Pemasaran berjenjang
(bahasa Inggris: multi level marketing atau MLM) adalah sistem
penjualan yang memanfaatkan konsumen sebagai tenaga penyalur secara langsung.
Harga barang yang ditawarkan di tingkat konsumen adalah harga produksi ditambah
komisi yang menjadi hak konsumen karena secara tidak langsung telah membantu
kelancaran distribusi.
Ada beberapa fatwa ulama
yang penulis sarikan yang menjelaskan mengenai hukum MLM yang sebenarnya. Ada
sebagian ulama yang memberikan penjelasan syarat-syarat dan gambaran bagaimana
MLM bisa masuk kategori halal.
Pertama: Fatwa Al Lajnah Ad
Daimah (Komisi Fatwa di Kerajaan Saudi Arabia) tentang MLM yang Terlarang
Dalam fatwa Al Lajnah Ad
Daimah no. 22935 tertanggal 14/3/1425 H menerangkan mengenai MLM yang terlarang
terhimpun berbagai permasalahan berikut:
1. Di dalamnya terdapat
bentuk riba fadhl dan riba nasi-ah. Anggota diperintahkan membayar sejumlah uang yang jumlahnya
sedikit lantas mengharapkan timbal balik lebih besar, ini berarti menukar
sejumlah uang dengan uang yang berlebih. Ini jelas adalah bentuk riba yang
diharamkan berdasarkan nash dan ijma’. Karena sebenarnya yang terjadi adalah tukar menukar uang. Dan
bukan maksud sebenarnya adalah untuk menjadi anggota (seperti dalam syarikat)
sehingga tidak berpengaruh dalam hukum.

Baris Data:
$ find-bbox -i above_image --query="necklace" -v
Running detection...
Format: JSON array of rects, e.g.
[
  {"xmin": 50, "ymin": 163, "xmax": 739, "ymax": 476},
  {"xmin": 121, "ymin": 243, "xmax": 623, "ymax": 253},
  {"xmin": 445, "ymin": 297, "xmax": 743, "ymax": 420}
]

Tugas Anda:
- A) Jawablah pertanyaan berikut berdasarkan teks tentang pemasaran berjenjang.
(i) Apa sebutan pemasaran berjenjang dalam bahasa Inggris?
(ii) Berapa nomor fatwa Al Lajnah Ad Daimah yang menerangkan MLM yang terlarang?
(iii) Dua bentuk riba apa yang disebut terdapat di dalamnya?
- B) Tuliskan kembali tanpa perubahan bagian teks tentang pemasaran berjenjang yang dimulai pada kata-kata "Ada beberapa fatwa" dan berhenti setelah kata-kata "masuk kategori halal.".

Jawaban per Tugas:
- A)
(i) Multi level marketing atau MLM.
(ii) Nomor 22935, tertanggal 14/3/1425 H.
(iii) Riba fadhl dan riba nasi-ah.

- B)
Ada beberapa fatwa ulama
yang penulis sarikan yang menjelaskan mengenai hukum MLM yang sebenarnya. Ada
sebagian ulama yang memberikan penjelasan syarat-syarat dan gambaran bagaimana
MLM bisa masuk kategori halal.